#### [Problem statement]
Write out the entries below exactly. End with the line that contains "Place a marker on every instance of the grassy".

Records drawn from a dataset
┌──

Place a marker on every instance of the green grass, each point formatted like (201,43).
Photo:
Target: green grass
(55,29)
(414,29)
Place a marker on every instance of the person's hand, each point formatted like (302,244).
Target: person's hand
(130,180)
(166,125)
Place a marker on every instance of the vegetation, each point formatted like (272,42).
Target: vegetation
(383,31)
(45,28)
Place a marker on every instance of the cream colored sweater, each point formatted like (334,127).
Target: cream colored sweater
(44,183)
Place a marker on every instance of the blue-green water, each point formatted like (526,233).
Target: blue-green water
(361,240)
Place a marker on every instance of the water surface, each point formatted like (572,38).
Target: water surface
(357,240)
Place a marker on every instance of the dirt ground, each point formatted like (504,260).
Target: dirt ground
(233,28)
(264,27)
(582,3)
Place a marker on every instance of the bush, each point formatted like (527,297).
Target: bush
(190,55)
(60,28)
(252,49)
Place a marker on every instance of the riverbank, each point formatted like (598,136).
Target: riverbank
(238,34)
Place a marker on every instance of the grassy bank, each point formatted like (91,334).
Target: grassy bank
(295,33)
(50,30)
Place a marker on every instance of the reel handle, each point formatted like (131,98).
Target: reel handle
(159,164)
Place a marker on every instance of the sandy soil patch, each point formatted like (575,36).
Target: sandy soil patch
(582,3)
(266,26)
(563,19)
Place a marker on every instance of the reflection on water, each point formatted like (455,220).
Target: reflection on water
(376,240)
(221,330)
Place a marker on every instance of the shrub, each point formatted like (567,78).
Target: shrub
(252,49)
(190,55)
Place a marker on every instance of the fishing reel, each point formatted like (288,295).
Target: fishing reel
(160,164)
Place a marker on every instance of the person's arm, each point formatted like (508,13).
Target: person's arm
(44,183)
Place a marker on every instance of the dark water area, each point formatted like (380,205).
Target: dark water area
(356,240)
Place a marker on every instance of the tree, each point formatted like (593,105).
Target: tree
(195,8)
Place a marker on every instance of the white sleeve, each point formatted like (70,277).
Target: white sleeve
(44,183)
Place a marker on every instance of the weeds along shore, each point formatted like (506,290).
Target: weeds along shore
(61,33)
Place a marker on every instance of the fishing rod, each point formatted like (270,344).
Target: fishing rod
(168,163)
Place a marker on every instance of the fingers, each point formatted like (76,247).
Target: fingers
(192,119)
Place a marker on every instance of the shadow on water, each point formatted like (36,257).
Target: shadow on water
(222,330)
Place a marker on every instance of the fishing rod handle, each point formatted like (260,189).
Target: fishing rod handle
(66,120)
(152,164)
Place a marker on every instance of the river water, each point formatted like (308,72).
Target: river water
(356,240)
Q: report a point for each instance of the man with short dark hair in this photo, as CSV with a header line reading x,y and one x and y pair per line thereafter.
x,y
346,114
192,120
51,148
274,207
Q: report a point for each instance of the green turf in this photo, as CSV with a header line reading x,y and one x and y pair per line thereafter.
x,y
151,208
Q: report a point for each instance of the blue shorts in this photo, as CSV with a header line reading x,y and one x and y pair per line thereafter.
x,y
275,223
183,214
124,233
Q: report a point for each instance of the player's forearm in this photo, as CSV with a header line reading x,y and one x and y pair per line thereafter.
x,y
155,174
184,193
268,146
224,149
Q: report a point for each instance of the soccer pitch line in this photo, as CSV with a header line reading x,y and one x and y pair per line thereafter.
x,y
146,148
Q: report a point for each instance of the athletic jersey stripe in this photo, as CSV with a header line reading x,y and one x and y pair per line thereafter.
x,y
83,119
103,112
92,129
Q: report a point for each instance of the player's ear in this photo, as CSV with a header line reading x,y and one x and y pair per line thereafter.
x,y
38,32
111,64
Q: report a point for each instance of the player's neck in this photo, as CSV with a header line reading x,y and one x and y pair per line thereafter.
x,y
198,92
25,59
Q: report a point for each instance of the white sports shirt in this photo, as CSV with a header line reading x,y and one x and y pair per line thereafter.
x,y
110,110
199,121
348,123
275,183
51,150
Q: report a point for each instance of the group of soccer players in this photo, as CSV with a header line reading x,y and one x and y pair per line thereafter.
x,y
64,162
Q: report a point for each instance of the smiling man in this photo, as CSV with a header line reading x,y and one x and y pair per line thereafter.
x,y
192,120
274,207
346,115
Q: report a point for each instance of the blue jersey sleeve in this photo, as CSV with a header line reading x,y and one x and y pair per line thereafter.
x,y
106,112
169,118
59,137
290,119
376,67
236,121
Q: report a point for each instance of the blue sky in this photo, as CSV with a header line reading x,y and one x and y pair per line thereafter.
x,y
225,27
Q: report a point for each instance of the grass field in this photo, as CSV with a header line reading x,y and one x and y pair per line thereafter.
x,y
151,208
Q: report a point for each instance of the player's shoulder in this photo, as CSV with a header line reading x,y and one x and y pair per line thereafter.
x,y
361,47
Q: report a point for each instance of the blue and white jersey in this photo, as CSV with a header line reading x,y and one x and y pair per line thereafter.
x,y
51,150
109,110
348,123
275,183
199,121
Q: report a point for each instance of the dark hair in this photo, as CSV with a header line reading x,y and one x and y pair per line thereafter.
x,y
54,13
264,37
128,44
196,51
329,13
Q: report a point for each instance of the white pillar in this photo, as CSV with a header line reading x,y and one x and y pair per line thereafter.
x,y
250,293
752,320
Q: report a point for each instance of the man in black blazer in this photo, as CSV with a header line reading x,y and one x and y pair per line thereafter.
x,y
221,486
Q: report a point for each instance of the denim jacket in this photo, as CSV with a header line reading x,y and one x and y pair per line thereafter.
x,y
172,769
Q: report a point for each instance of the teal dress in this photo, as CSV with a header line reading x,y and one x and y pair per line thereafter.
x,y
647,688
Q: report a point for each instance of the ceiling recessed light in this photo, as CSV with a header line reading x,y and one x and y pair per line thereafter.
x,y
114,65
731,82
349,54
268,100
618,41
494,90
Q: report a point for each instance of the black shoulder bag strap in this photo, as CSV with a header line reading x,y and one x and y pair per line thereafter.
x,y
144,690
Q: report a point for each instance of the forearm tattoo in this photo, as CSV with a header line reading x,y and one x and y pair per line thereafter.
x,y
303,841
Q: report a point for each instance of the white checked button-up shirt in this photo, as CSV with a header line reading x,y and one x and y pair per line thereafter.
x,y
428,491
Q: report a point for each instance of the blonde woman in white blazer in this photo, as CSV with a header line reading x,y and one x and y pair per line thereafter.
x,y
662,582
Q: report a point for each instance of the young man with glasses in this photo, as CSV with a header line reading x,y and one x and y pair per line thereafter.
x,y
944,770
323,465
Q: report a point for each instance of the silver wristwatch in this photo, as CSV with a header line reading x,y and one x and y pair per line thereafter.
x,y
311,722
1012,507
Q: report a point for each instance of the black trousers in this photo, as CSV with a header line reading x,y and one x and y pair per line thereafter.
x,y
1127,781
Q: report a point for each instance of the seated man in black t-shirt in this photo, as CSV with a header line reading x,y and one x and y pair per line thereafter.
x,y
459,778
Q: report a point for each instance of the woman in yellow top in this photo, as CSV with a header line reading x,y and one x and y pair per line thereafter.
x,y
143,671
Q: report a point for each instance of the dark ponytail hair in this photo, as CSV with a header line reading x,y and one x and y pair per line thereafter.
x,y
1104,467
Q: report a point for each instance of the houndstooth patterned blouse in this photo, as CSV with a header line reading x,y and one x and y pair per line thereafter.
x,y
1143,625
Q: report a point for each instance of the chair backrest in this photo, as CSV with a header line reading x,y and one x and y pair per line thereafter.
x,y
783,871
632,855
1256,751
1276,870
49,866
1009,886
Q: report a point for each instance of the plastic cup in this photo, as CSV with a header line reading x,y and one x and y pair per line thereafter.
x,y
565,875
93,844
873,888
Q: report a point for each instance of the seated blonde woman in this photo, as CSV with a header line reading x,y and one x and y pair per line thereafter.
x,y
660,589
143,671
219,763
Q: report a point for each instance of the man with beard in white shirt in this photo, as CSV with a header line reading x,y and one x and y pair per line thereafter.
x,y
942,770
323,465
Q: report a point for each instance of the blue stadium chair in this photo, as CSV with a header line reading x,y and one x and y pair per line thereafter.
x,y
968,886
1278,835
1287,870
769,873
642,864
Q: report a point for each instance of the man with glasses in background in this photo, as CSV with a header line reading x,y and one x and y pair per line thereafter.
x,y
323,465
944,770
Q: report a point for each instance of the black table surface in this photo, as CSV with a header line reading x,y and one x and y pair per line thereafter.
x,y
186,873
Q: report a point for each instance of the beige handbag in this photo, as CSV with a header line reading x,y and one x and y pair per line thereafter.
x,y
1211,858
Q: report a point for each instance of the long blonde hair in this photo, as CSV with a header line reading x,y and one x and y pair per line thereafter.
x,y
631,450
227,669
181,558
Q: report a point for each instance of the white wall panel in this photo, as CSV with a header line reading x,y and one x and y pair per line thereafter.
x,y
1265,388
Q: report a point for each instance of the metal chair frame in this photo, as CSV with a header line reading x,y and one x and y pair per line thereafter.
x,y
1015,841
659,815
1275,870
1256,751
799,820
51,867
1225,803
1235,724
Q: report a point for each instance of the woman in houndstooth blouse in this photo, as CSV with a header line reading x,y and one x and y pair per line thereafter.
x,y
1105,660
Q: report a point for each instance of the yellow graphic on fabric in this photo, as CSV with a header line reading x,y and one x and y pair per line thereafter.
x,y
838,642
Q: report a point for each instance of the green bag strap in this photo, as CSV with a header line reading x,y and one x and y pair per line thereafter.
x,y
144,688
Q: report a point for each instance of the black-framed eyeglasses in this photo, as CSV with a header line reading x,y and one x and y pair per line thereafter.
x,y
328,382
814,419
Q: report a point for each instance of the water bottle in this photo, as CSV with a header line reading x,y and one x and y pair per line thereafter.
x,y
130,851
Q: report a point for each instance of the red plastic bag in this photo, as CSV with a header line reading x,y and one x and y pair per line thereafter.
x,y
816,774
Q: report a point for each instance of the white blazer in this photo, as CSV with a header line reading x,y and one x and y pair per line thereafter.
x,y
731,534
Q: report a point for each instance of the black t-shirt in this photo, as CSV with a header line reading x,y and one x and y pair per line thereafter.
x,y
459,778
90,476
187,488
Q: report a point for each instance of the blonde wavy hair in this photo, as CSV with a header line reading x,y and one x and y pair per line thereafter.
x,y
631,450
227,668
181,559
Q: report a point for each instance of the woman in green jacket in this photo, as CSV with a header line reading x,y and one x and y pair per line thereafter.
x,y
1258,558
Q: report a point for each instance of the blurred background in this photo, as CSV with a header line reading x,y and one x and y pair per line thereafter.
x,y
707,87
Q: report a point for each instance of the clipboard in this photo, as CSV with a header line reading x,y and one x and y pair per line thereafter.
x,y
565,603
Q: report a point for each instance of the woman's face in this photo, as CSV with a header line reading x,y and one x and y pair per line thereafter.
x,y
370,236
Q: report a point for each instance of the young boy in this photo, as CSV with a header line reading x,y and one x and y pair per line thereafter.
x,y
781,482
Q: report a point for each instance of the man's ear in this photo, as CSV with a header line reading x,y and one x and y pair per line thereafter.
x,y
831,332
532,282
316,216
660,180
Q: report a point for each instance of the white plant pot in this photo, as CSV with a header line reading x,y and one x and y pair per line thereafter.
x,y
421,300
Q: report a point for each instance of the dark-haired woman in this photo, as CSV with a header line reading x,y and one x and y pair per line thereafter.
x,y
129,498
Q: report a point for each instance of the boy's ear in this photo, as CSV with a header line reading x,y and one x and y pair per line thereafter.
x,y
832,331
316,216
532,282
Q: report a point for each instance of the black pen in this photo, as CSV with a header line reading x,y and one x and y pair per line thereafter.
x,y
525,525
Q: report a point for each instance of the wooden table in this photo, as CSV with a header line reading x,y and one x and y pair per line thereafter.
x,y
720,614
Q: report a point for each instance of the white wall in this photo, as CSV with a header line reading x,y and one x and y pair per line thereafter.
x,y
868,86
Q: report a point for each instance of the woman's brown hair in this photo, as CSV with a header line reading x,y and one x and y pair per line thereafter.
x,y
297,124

└──

#### [Answer to this problem]
Place a marker on every instance of the green grass, each point formatted like (201,43).
Photo:
Target: green grass
(55,29)
(414,29)
Place a marker on every instance of the person's hand, each point formatted like (302,244).
Target: person's hand
(130,180)
(166,125)
Place a marker on every instance of the vegetation, each point formatted like (272,42).
Target: vegetation
(383,31)
(45,28)
Place a marker on every instance of the cream colored sweater, each point formatted like (334,127).
Target: cream colored sweater
(44,183)
Place a marker on every instance of the blue-green water, each point formatted like (526,233).
Target: blue-green water
(361,240)
Place a marker on every instance of the water surface, each point formatted like (572,38).
Target: water surface
(357,240)
Place a marker on every instance of the dirt ground, each point formatted like (504,260).
Target: dirt ground
(233,28)
(264,27)
(582,3)
Place a marker on every instance of the bush, each point formatted like (527,297).
Target: bush
(190,55)
(60,28)
(252,49)
Place a marker on every instance of the riverbank, each point formatted like (598,136).
Target: riverbank
(238,34)
Place a marker on every instance of the grassy bank, each point formatted like (91,334).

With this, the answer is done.